## Dataset extract
━━━━━━━━━━━━━━━━━━━━

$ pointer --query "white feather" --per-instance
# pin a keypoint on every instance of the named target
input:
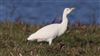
(49, 32)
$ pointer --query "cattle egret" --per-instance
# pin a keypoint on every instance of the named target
(49, 32)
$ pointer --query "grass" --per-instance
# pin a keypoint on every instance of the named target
(76, 41)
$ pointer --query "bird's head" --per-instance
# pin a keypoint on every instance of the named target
(31, 38)
(68, 10)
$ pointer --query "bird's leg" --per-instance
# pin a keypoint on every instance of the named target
(50, 41)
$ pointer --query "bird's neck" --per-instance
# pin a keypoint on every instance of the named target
(64, 19)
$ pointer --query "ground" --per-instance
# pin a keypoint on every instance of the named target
(76, 41)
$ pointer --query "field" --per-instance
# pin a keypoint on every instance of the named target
(76, 41)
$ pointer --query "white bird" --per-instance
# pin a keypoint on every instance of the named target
(49, 32)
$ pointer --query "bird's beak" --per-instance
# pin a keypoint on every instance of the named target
(72, 8)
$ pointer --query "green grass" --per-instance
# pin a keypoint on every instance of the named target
(76, 41)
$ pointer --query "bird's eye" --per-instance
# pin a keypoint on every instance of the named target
(67, 9)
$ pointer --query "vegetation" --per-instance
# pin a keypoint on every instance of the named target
(77, 41)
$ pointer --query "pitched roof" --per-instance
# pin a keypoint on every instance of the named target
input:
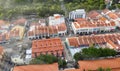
(47, 45)
(20, 21)
(92, 24)
(39, 29)
(112, 15)
(95, 39)
(104, 63)
(46, 67)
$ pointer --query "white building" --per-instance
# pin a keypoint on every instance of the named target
(79, 13)
(56, 19)
(86, 27)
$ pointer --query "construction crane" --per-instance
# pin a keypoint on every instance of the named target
(63, 7)
(21, 31)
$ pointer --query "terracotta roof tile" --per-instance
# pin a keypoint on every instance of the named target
(47, 45)
(46, 67)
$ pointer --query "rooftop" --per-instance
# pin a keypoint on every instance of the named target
(113, 63)
(46, 67)
(91, 24)
(39, 29)
(95, 39)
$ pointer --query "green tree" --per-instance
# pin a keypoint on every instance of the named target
(100, 69)
(62, 63)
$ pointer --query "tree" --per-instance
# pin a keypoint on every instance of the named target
(62, 63)
(78, 56)
(100, 69)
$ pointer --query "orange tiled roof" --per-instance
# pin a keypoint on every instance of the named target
(39, 29)
(46, 67)
(47, 45)
(20, 21)
(94, 39)
(93, 14)
(84, 24)
(112, 15)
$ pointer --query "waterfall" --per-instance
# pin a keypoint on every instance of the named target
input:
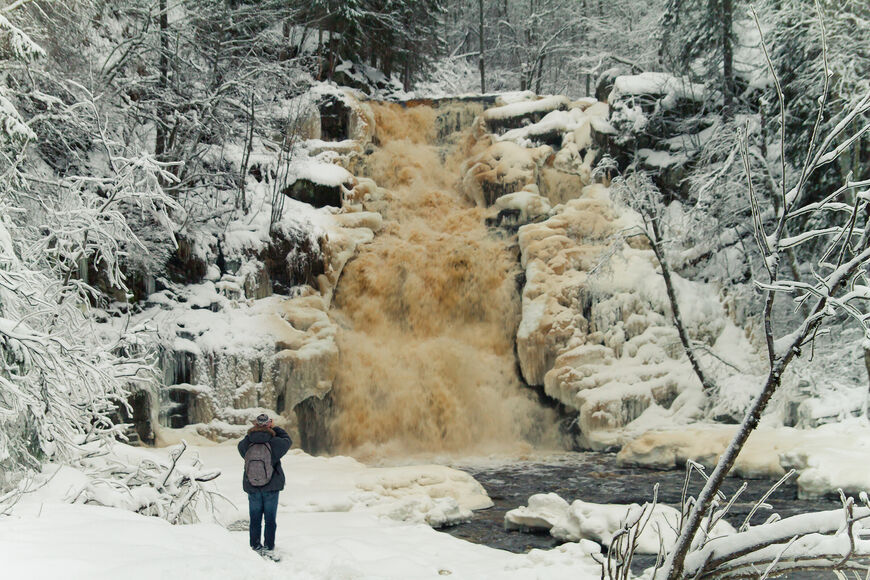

━━━━━━━━━━━━━━━━━━━━

Report every line of the records above that contains the string "green", with case counting.

## Solution below
$ pointer --query "green grass" --per-instance
$ pointer --query "green tree" --per-instance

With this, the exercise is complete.